▶ **Objective**
Render the data below as a JSON list of strings, one string per line and no blank lines, leaving out the pictures.

* START *

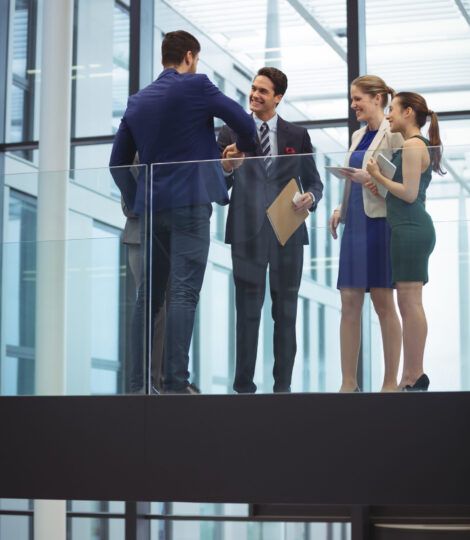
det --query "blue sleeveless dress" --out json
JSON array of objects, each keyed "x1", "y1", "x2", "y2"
[{"x1": 337, "y1": 131, "x2": 392, "y2": 291}]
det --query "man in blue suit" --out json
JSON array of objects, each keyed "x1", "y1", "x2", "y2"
[
  {"x1": 110, "y1": 30, "x2": 256, "y2": 393},
  {"x1": 218, "y1": 67, "x2": 323, "y2": 393}
]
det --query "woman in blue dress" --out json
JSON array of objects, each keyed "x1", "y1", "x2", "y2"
[
  {"x1": 329, "y1": 75, "x2": 403, "y2": 392},
  {"x1": 365, "y1": 92, "x2": 444, "y2": 391}
]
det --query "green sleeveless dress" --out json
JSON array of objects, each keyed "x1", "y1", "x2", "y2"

* END *

▶ **Task output**
[
  "det --query \"blue sleeveless dress\" --out json",
  "JSON array of objects, each keyed \"x1\", \"y1\", \"x2\", \"y2\"",
  "[{\"x1\": 337, \"y1\": 131, \"x2\": 392, \"y2\": 291}]",
  "det --query \"man in blue suit\" --out json",
  "JSON array of objects, each keyed \"x1\", \"y1\", \"x2\", \"y2\"",
  "[",
  "  {\"x1\": 110, \"y1\": 30, \"x2\": 256, \"y2\": 393},",
  "  {\"x1\": 218, \"y1\": 67, \"x2\": 323, \"y2\": 393}",
  "]",
  "det --query \"woman in blue dress\" --out json",
  "JSON array of objects, each keyed \"x1\", \"y1\", \"x2\", \"y2\"",
  "[",
  "  {\"x1\": 329, \"y1\": 75, \"x2\": 403, \"y2\": 392},",
  "  {\"x1\": 365, \"y1\": 92, \"x2\": 444, \"y2\": 391}",
  "]",
  "det --query \"green sleeveless dress\" --out json",
  "JSON array of objects, each keyed \"x1\", \"y1\", \"x2\", \"y2\""
]